======== Extrait choisi

L’Église exprime depuis longtemps sa sollicitude envers les migrants et les réfugiés, mais cet appel du Pape a donné une nouvelle ampleur à son engagement, et de nouveaux groupes se sont mobilisés pour faire vivre une « culture de la rencontre » qui s’oppose à l’indifférence et refuse l’impuissance.

Le deuxième anniversaire de cet appel est une bonne occasion de présenter quelques-unes des initiatives ecclésiales concernant les migrants dans différents lieux de notre pays. Elles sont le reflet de centaines, voire de milliers d’autres actions, dans les grandes villes comme à la campagne dans de petits villages. Des communautés chrétiennes se sont engagées en mettant en commun leurs intuitions, leurs moyens, des chrétiens isolés et des hommes de bonne volonté en ont fait autant.

Accueillir, promouvoir, protéger, intégrer..

La diversité de ces témoignages montre bien que l’accueil est seulement le premier pas dans un processus plus large. Il s’agit « d’accueillir », mais aussi de « protéger, promouvoir et intégrer les migrants et les réfugiés », comme le rappelle le message du Pape pour la prochaine Journée mondiale du migrant et du réfugié, publié le 21 août dernier. En beaucoup d’endroits, les initiatives mises en place ont permis aux migrants d’avoir un toit et de se sentir enfin en sécurité. Les propos d’un père de famille syrien l’attestent « C’est la première fois depuis sept ans que nous pouvons dormir sans peur ». La mobilisation pour un hébergement et des conditions de vie dignes s’est accompagnée de l’organisation de cours de français, de la scolarisation des enfants, de liens établis avec les clubs de sport, de soirées conviviales ou encore de sorties culturelles pour connaître la région d’accueil et se familiariser avec sa culture. Ces initiatives et de nombreuses autres intuitions ont créé un lien social parmi  les autochtones, notamment dans le monde rural, en réunissant autour d’un même projet des personnes qui ne se côtoyaient pas forcément dans la vie quotidienne. Cette solidarité envers les Migrants a bien sûr suscité un esprit de vie fraternelle entre autochtones et étrangers accueillis. De nombreuses actions ont montré l’intérêt et les bienfaits des petits projets, initiés par quelques personnes pour un petit nombre de réfugiés accueillis. Ces microprojets ont  favorisé  une rencontre significative  entre les personnes au plan humain et parfois au plan spirituel.

================
======== Entrées fournies

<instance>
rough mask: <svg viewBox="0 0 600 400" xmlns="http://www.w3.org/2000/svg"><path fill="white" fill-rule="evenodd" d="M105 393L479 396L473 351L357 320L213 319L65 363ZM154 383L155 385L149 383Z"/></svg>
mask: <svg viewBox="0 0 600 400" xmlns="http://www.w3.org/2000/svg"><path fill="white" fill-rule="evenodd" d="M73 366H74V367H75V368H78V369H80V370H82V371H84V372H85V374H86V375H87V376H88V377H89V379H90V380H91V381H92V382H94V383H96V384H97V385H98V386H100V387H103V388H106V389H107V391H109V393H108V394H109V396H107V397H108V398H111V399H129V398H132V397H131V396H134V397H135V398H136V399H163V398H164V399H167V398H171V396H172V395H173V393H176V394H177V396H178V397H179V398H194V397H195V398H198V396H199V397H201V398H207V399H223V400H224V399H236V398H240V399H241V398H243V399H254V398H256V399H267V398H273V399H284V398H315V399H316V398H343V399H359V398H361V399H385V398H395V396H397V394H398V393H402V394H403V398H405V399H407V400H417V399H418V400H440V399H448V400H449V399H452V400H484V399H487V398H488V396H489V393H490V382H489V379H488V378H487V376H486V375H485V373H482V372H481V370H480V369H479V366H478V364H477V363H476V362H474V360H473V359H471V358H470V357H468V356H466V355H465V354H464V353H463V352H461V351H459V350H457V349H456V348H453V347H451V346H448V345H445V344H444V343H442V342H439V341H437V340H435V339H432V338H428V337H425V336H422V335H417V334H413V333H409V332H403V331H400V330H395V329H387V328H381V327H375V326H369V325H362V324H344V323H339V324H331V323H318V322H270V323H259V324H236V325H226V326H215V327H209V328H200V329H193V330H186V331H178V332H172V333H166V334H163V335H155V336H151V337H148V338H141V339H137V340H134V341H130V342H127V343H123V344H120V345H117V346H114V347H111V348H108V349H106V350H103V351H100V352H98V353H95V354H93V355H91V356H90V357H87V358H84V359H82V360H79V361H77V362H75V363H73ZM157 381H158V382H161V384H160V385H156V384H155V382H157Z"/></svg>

================
======== Entrées fournies

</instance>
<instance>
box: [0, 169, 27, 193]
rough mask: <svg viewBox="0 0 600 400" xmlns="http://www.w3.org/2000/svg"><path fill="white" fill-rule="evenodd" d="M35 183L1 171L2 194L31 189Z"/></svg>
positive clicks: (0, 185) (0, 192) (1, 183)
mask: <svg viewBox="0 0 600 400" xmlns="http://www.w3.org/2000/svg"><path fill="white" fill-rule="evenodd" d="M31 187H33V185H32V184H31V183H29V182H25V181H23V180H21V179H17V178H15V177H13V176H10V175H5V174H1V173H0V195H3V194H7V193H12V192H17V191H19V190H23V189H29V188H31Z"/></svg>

================

Exercice A:
Répondez aux questions suivantes à partir de l'extrait sur l'accueil des migrants :
(i) Quel anniversaire de l'appel du Pape l'extrait évoque-t-il ?
(ii) À quelle date le message du Pape pour la prochaine Journée mondiale du migrant et du réfugié a-t-il été publié ?
(iii) Depuis combien d'années le père de famille syrien n'avait-il pas pu dormir sans peur ?
Exercice B:
Recopiez fidèlement, dans l'extrait sur l'accueil des migrants, tout le passage qui va de « Le deuxième anniversaire » jusqu'à « ont fait autant. ».
Exercice C:
Réécrivez sous forme de liste le paragraphe de l'extrait sur l'accueil des migrants qui commence par « La diversité de ces témoignages », en conservant ses faits principaux.

Réponse attendue A:
(i) Le deuxième anniversaire.
(ii) Le 21 août.
(iii) Depuis sept ans.

Réponse attendue B:
Le deuxième anniversaire de cet appel est une bonne occasion de présenter quelques-unes des initiatives ecclésiales concernant les migrants dans différents lieux de notre pays. Elles sont le reflet de centaines, voire de milliers d’autres actions, dans les grandes villes comme à la campagne dans de petits villages. Des communautés chrétiennes se sont engagées en mettant en commun leurs intuitions, leurs moyens, des chrétiens isolés et des hommes de bonne volonté en ont fait autant.

Réponse attendue C:
- L'accueil n'est que le premier pas. Il faut aussi protéger, promouvoir et intégrer les migrants et les réfugiés, comme le rappelle le message du Pape publié le 21 août pour la prochaine Journée mondiale du migrant et du réfugié.
- En beaucoup d'endroits, les migrants ont obtenu un toit et se sentent enfin en sécurité. Un père de famille syrien dit pouvoir dormir sans peur pour la première fois depuis sept ans.
- L'hébergement s'est accompagné de plusieurs actions : cours de français, scolarisation des enfants, liens avec les clubs de sport, soirées conviviales et sorties culturelles.
- Ces initiatives ont créé un lien social entre autochtones, notamment dans le monde rural. Elles ont aussi fait naître un esprit fraternel entre autochtones et étrangers accueillis.
- Les petits projets, lancés par quelques personnes pour un petit nombre de réfugiés, ont favorisé une rencontre humaine, et parfois spirituelle.